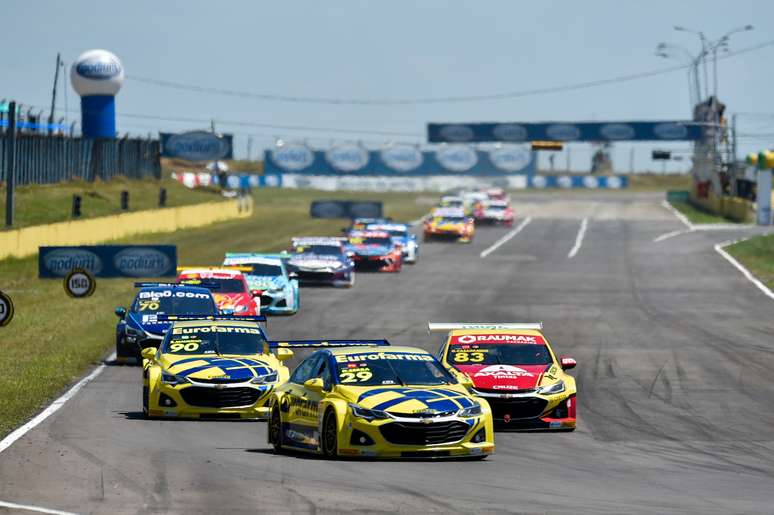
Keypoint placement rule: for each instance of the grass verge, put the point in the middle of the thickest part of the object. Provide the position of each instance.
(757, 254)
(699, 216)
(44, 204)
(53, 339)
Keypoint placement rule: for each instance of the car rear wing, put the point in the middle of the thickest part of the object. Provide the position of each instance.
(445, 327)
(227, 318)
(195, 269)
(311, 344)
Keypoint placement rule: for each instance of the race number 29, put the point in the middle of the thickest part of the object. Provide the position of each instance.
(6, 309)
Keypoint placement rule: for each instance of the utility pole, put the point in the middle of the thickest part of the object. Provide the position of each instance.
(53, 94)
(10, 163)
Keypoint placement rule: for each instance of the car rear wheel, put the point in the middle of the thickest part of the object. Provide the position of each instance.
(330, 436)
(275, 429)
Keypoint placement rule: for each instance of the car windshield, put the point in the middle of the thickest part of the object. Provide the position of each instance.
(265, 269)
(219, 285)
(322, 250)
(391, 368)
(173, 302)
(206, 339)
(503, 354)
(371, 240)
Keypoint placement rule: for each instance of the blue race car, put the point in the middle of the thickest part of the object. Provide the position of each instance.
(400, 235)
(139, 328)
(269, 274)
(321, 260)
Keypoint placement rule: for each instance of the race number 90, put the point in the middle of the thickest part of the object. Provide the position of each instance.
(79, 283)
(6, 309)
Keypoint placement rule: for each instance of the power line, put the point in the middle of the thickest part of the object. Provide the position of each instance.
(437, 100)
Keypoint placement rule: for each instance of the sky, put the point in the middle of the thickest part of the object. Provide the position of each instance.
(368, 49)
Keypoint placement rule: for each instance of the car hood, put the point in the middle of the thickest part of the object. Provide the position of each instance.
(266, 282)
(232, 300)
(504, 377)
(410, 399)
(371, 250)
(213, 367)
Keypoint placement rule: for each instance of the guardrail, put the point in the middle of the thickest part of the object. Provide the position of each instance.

■ ■ ■

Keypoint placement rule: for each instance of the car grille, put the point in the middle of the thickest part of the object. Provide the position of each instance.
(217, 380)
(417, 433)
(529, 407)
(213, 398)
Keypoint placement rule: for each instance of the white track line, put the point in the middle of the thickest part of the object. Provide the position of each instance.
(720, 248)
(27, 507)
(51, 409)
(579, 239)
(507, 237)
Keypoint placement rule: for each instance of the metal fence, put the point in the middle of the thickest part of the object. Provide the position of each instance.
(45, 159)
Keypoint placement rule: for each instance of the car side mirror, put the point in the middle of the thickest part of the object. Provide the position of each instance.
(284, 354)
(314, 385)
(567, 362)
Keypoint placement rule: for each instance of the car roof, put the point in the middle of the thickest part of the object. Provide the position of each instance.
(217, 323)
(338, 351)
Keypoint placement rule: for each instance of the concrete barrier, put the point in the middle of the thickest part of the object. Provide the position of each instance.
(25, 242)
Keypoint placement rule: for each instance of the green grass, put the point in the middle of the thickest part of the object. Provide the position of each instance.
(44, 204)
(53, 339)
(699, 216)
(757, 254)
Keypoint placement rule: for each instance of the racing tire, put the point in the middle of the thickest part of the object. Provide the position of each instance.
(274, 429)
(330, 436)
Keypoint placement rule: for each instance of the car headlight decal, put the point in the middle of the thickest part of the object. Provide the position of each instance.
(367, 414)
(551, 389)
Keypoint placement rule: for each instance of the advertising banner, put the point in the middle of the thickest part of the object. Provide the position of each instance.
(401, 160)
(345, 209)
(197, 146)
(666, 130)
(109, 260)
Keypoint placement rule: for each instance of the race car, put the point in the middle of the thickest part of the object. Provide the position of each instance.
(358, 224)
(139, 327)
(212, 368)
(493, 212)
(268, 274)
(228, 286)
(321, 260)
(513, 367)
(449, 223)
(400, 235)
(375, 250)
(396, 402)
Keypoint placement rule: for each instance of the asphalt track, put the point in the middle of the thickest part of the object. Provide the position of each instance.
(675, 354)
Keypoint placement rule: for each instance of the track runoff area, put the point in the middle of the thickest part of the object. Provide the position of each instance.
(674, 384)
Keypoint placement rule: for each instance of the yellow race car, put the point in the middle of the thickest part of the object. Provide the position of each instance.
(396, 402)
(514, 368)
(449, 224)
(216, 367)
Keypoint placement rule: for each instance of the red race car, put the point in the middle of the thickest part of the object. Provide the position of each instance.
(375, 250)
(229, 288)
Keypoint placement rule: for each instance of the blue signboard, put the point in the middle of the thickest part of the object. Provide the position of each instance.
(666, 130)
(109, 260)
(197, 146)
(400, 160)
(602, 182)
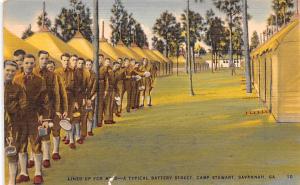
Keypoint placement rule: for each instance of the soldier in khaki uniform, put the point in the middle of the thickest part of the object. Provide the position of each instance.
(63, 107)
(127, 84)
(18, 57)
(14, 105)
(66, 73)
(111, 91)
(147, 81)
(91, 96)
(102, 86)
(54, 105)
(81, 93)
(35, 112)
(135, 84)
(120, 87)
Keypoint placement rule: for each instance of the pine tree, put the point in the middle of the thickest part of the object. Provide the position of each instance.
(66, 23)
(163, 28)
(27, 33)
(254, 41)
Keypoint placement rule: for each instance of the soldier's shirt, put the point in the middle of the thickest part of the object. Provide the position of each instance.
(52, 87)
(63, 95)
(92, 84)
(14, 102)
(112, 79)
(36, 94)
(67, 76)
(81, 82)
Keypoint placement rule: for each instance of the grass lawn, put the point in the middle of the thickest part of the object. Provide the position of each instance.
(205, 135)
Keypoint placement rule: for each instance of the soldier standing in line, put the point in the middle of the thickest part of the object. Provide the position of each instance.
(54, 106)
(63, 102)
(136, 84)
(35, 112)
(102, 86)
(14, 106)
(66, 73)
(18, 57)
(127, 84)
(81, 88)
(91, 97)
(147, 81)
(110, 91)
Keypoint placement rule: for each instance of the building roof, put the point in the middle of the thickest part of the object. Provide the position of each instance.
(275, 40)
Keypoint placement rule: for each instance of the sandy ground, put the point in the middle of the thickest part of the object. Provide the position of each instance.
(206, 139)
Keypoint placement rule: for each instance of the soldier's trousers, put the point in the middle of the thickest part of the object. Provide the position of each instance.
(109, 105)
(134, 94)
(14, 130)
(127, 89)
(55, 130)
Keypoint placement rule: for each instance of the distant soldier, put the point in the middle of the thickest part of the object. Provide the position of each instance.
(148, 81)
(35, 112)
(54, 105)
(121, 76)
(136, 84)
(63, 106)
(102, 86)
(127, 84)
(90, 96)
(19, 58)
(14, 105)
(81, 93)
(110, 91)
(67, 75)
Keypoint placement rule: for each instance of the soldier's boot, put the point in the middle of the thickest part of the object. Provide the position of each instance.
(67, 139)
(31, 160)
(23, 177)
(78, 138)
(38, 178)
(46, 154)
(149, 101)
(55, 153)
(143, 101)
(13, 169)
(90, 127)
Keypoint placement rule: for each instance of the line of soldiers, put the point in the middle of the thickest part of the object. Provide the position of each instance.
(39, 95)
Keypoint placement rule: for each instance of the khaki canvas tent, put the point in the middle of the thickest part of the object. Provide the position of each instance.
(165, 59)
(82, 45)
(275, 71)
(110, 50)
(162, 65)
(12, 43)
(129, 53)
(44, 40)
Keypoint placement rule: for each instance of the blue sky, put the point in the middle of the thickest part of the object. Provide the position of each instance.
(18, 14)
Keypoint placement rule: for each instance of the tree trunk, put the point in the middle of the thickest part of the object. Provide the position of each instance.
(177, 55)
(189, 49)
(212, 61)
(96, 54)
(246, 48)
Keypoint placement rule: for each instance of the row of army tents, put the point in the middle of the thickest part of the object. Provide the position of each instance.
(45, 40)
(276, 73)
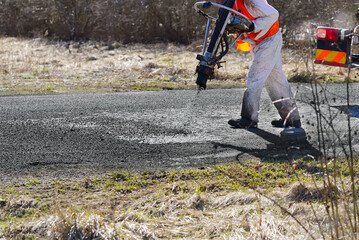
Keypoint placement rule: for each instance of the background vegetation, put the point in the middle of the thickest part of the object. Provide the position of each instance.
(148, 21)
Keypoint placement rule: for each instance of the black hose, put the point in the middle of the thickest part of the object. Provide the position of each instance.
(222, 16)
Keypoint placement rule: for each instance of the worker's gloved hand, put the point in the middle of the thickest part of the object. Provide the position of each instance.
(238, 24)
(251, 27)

■ ■ ■

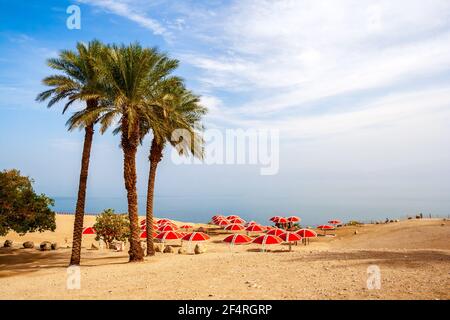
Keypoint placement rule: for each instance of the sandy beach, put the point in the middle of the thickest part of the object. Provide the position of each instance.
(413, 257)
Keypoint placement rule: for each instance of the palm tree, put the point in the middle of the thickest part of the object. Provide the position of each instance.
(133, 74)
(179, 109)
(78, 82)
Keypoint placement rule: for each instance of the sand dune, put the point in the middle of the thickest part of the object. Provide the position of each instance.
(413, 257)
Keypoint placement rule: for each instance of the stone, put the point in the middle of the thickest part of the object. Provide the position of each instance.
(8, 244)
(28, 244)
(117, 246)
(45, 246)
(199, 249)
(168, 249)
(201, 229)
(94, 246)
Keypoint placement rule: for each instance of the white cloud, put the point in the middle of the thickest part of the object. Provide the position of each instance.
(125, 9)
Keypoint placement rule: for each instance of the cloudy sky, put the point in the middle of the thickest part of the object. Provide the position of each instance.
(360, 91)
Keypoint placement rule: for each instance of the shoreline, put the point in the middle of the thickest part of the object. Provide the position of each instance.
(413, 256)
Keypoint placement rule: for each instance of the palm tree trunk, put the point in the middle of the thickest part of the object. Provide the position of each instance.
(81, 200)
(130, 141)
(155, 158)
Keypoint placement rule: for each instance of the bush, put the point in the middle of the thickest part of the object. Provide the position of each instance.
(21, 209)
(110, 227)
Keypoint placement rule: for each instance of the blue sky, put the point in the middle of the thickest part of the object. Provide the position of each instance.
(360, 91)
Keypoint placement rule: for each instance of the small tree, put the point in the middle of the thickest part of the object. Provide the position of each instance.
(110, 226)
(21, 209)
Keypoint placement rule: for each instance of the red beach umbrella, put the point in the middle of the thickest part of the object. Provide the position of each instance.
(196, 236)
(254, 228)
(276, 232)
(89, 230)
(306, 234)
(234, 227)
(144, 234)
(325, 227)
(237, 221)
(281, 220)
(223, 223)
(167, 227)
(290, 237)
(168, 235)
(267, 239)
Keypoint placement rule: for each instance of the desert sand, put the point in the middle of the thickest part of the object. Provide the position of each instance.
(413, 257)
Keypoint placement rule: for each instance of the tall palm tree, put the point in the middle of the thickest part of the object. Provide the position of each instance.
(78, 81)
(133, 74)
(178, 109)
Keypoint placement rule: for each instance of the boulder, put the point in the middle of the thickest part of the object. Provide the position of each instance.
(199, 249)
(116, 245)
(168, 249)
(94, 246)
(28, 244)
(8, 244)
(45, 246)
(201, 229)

■ ■ ■

◆ **Exercise task**: Scale the stretch of data from the line containing "Keypoint placement rule: for each instance of the car hood, put" through the line containing "Keypoint placement rule: for each instance of the guardrail, put", both lines included, by repeating every line in it, the requests as well, with each point coordinate multiplied by 0.5 and rounded to a whole number, halves going up. Return only those lines.

◆ **Right answer**:
Keypoint placement rule: for each instance of the car hood, put the point in the middle of the thickest part of the object. Provide the position of each instance.
(133, 141)
(116, 150)
(252, 189)
(205, 200)
(186, 125)
(107, 184)
Keypoint placement rule: for each instance of the guardrail, put the point in the middle of the thickest part of the object. Provide the position of each instance.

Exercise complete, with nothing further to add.